--- THE PROBLEM ---
From the entries below, copy exactly the lines from the one that contains "# point at: the woman's nose" through the one that contains "# point at: the engine", both included, and only those.

--- AVAILABLE DATA ---
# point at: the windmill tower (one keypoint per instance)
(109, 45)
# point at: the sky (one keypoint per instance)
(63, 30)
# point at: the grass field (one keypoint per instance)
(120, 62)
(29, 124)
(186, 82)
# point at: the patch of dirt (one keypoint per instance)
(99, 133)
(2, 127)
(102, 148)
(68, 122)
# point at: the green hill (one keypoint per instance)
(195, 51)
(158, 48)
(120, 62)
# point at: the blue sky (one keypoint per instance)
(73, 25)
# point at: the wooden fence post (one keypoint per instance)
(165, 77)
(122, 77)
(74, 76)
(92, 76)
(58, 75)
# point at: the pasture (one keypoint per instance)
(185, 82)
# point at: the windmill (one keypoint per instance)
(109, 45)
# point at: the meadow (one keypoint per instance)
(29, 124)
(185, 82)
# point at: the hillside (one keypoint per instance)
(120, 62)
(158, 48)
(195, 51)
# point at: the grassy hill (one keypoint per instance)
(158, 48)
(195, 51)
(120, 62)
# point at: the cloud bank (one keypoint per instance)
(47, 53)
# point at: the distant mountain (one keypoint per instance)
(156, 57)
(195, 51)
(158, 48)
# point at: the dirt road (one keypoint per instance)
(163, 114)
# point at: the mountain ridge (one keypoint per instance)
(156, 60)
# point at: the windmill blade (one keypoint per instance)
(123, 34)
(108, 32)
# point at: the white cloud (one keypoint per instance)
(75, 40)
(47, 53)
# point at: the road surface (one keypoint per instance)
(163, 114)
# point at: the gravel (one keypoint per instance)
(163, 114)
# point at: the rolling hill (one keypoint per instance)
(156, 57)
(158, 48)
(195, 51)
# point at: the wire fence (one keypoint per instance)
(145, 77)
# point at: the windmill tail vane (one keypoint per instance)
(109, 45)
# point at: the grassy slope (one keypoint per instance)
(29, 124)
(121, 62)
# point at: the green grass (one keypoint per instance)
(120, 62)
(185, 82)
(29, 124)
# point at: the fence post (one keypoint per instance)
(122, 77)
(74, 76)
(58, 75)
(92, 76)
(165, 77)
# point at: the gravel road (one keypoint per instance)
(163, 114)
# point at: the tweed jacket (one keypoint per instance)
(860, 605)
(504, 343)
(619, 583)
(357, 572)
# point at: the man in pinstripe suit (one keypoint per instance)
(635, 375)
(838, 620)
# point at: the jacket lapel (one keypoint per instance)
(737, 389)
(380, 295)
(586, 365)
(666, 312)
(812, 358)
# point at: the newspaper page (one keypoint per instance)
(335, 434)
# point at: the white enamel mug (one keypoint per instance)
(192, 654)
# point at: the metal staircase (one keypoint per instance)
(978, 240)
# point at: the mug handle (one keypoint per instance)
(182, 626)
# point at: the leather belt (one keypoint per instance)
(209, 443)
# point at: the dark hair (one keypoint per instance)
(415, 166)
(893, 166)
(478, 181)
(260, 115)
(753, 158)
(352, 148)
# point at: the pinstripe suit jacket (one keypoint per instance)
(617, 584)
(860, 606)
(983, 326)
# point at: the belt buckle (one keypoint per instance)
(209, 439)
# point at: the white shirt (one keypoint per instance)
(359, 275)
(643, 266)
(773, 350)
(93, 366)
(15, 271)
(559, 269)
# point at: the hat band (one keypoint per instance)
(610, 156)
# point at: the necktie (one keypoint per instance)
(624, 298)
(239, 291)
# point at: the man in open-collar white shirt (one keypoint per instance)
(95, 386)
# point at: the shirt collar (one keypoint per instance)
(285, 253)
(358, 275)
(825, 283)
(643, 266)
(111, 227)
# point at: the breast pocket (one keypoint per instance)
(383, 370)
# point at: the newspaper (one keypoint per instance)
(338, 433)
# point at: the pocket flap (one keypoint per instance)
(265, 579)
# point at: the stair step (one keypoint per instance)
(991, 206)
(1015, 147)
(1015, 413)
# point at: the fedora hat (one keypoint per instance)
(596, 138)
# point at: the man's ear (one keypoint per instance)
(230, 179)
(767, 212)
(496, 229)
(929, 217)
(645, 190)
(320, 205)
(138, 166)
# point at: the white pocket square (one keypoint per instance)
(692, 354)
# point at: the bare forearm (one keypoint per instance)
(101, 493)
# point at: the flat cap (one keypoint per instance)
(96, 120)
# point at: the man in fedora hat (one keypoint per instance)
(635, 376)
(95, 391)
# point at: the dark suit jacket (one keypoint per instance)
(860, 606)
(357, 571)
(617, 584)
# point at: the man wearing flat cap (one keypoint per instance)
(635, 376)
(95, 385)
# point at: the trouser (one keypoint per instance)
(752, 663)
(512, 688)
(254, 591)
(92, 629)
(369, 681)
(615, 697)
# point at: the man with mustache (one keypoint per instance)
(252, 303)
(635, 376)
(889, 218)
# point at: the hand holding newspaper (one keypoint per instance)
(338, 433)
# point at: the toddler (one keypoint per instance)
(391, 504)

...

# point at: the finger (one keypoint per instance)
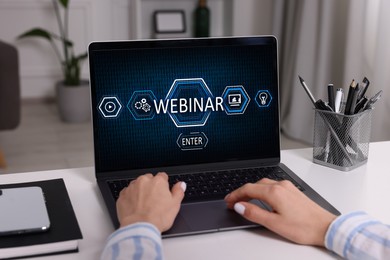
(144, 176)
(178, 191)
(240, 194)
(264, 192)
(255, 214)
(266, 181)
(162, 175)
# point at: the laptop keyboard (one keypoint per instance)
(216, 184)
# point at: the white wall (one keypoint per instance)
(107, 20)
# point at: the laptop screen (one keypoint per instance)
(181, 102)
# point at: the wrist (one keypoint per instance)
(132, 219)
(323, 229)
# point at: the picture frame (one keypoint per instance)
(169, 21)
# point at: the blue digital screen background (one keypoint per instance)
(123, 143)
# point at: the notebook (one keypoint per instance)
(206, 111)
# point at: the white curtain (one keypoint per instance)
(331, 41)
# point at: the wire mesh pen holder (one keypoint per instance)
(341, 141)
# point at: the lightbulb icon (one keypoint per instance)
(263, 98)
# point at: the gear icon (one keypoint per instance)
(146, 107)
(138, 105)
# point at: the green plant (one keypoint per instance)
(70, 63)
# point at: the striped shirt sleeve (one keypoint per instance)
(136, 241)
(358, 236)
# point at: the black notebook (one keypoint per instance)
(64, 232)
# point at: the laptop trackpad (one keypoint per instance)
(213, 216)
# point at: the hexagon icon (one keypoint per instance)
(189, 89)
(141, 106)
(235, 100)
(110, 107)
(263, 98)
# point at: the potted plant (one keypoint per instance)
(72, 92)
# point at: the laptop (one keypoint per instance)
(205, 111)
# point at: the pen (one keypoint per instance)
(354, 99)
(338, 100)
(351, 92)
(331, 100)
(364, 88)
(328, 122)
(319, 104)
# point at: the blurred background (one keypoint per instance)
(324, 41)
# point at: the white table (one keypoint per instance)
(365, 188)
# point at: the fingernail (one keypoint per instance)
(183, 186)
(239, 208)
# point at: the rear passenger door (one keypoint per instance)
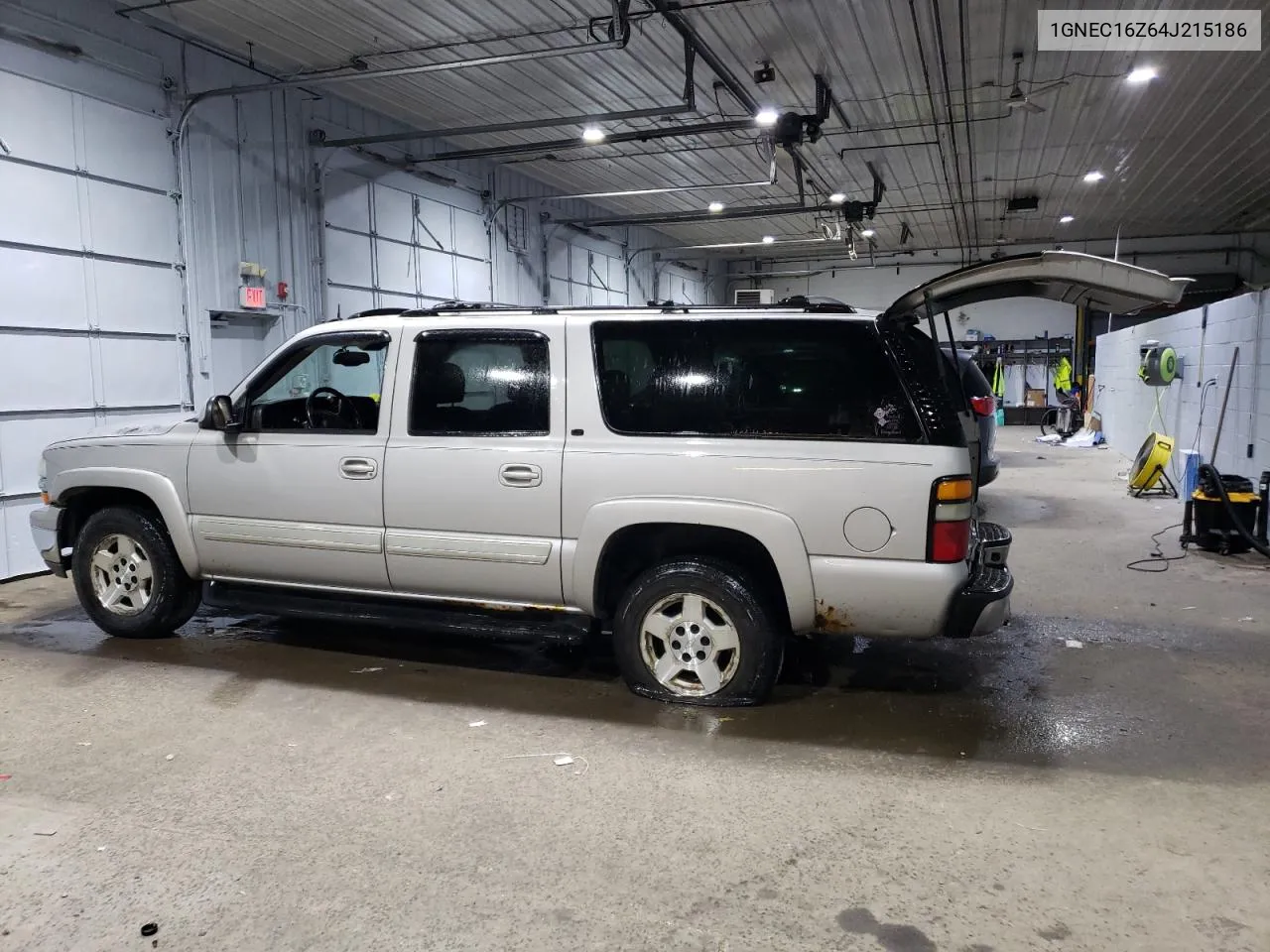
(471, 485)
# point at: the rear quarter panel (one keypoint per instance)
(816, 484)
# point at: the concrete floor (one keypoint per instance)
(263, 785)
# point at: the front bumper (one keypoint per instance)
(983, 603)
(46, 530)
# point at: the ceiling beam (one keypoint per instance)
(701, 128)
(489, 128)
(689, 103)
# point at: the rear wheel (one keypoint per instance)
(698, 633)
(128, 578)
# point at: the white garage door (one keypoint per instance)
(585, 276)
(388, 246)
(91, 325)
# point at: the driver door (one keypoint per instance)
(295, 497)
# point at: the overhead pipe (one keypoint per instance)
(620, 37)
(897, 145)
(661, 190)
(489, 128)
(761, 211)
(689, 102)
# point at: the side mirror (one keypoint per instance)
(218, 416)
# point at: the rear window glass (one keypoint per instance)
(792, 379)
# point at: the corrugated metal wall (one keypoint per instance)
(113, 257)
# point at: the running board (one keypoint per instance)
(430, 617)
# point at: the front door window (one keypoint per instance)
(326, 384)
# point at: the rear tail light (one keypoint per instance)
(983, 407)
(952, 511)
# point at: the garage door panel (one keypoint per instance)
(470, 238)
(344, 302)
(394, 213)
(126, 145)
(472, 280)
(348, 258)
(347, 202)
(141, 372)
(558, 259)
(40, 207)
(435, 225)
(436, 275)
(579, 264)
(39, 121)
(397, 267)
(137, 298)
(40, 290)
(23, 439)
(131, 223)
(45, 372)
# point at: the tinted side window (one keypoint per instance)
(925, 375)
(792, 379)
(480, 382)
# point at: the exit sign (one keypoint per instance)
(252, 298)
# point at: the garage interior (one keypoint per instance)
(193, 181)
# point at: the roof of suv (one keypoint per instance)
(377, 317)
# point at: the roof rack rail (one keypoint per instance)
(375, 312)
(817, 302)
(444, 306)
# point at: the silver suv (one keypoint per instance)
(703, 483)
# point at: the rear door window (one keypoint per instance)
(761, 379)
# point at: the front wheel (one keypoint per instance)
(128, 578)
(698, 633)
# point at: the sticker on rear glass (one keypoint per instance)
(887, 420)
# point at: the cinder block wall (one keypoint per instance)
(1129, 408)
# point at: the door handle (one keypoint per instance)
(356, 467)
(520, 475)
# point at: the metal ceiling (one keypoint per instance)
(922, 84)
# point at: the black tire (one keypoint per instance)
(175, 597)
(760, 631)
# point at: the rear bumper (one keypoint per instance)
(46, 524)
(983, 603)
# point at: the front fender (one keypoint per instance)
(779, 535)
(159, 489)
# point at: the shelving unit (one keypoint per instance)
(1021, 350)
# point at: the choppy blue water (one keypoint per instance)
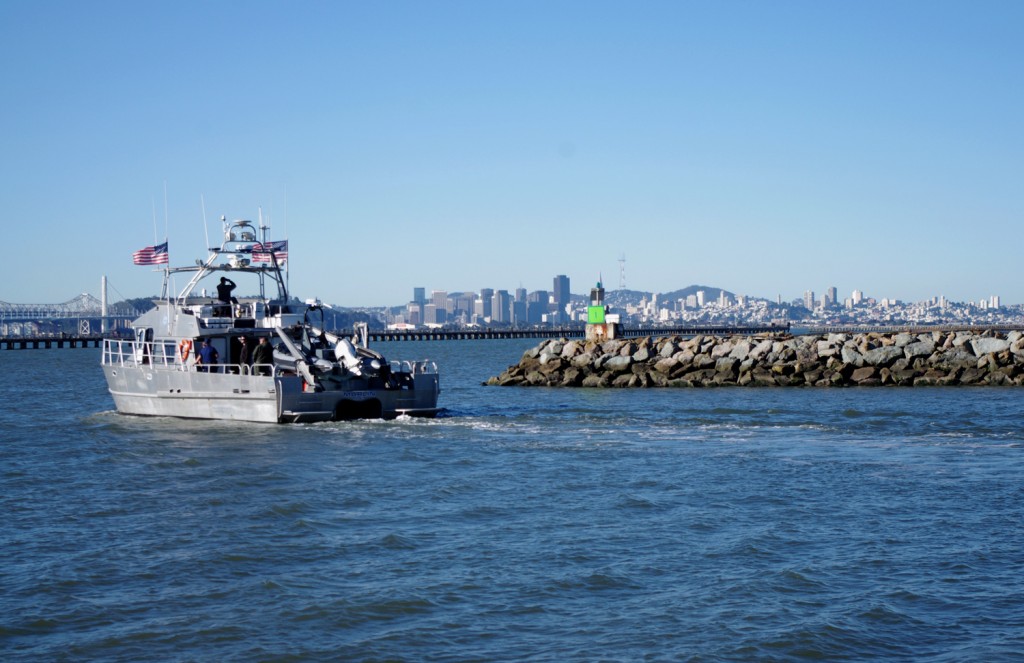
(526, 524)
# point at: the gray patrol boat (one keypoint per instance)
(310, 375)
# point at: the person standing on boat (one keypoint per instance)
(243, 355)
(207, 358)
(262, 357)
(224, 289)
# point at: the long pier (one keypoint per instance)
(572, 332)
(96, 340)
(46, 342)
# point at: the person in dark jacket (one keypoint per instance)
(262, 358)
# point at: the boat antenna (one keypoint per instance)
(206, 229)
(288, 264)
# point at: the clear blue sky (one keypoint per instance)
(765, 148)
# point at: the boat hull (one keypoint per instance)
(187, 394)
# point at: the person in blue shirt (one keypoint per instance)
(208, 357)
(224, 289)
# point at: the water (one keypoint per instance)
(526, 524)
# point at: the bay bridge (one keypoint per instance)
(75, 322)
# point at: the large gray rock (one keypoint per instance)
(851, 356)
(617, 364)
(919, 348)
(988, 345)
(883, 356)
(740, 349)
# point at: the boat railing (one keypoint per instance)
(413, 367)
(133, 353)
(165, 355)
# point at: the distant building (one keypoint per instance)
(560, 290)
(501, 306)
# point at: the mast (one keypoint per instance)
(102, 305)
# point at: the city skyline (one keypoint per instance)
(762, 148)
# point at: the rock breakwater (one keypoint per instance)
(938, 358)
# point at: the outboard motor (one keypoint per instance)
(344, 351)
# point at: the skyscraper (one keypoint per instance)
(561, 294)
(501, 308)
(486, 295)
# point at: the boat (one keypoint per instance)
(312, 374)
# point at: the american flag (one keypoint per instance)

---

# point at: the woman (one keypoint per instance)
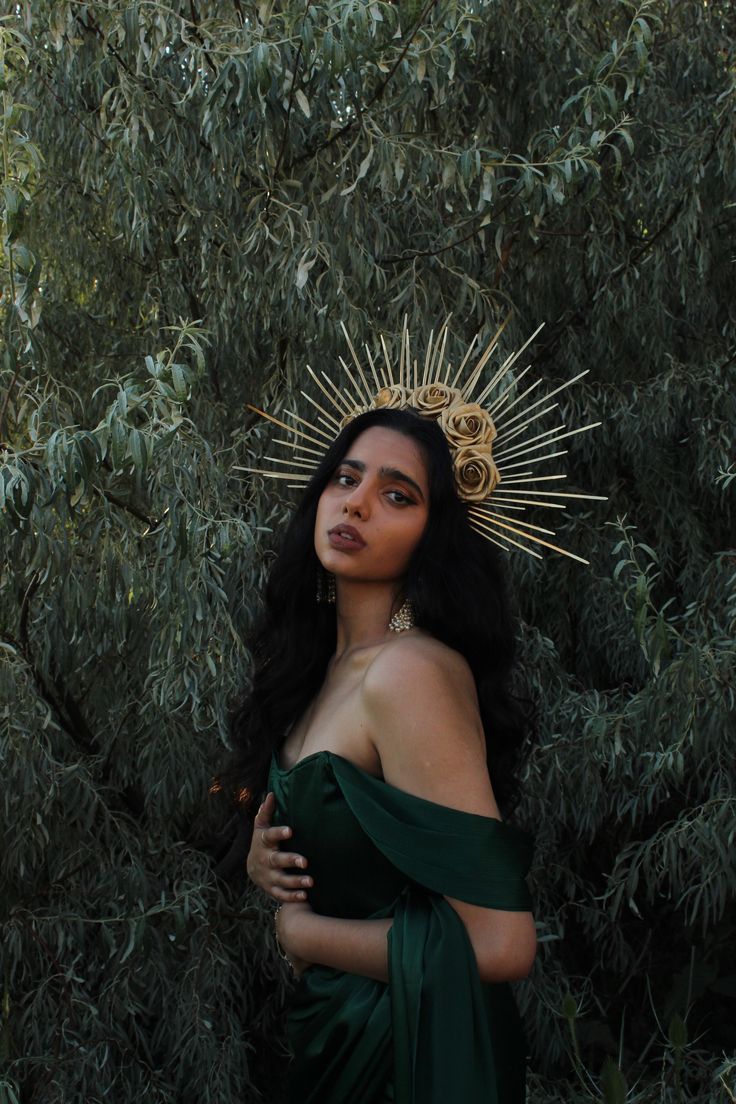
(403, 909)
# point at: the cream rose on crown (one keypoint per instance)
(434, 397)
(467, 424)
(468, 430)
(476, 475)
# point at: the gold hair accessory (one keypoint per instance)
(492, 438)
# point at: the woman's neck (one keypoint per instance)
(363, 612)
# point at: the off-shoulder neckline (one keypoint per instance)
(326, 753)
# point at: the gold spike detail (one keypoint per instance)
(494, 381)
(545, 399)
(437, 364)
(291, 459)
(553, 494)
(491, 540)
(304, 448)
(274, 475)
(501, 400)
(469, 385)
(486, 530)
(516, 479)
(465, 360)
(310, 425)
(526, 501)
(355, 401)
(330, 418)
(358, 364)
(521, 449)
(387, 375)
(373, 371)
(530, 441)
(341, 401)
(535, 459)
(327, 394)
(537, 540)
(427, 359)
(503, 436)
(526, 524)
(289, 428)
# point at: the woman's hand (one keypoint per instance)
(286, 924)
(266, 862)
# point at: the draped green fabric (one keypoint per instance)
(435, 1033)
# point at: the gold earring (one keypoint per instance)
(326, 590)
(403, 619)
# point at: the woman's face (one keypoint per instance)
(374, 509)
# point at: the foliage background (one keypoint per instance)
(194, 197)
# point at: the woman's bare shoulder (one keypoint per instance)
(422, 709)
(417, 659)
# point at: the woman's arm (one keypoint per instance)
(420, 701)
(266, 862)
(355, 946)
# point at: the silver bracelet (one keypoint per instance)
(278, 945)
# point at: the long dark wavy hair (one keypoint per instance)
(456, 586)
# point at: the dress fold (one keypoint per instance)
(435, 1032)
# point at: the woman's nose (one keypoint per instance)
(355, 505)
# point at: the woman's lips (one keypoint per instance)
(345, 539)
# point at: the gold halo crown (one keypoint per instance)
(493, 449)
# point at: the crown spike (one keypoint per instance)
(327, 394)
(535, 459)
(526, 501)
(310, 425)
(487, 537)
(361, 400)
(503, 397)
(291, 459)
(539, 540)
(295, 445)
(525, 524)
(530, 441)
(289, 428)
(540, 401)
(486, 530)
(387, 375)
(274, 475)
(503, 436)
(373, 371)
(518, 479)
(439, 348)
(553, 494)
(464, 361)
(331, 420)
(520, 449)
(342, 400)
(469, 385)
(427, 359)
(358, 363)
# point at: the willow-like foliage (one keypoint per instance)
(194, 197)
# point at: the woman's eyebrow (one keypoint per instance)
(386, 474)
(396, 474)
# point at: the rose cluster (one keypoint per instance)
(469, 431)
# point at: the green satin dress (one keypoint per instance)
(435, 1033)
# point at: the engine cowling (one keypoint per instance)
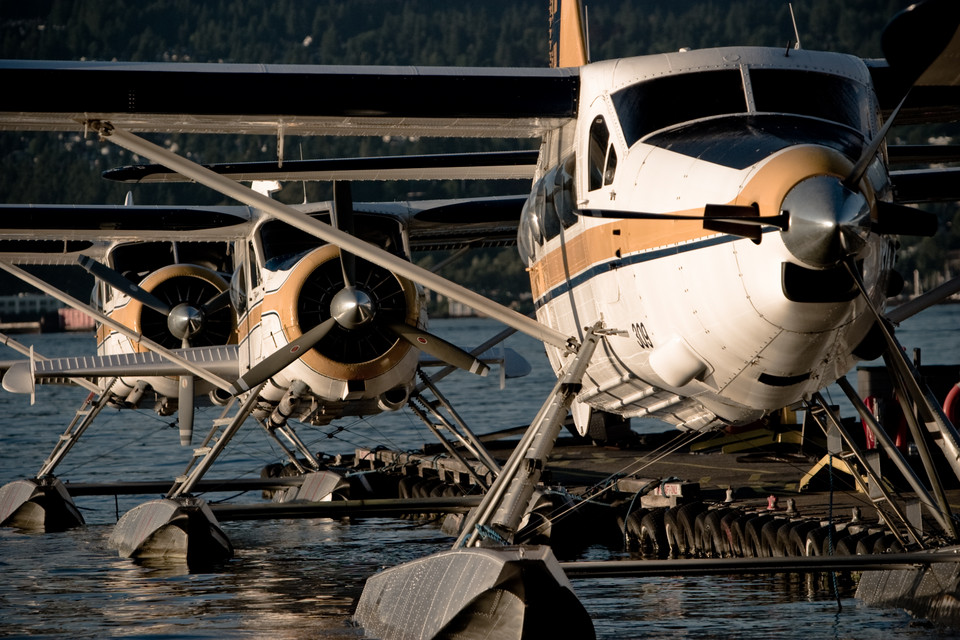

--- FINISHED TASK ---
# point at: the woman's nose (one keypoint per instance)
(355, 505)
# point at: the woman's lips (one keypoint per instance)
(345, 539)
# point at: the gold halo crown (one keypoint per instance)
(493, 449)
# point at: the crown spike (one keypoint per instance)
(327, 394)
(535, 459)
(526, 501)
(310, 425)
(487, 537)
(361, 400)
(503, 397)
(291, 459)
(539, 540)
(295, 445)
(525, 524)
(530, 441)
(289, 428)
(540, 401)
(486, 530)
(387, 375)
(274, 475)
(503, 436)
(373, 371)
(518, 479)
(439, 348)
(553, 494)
(464, 361)
(331, 420)
(520, 449)
(342, 400)
(469, 385)
(427, 359)
(358, 363)
# point at: the willow-like foliage (one keypoint per instance)
(194, 197)
# point at: the woman's eyebrow (one keypoint per instance)
(386, 474)
(396, 474)
# point at: the rose cluster (one keypoint per instance)
(469, 431)
# point at: the green satin dress (one keypoint per instance)
(435, 1033)
# point at: the engine cowling (one keypoint per instance)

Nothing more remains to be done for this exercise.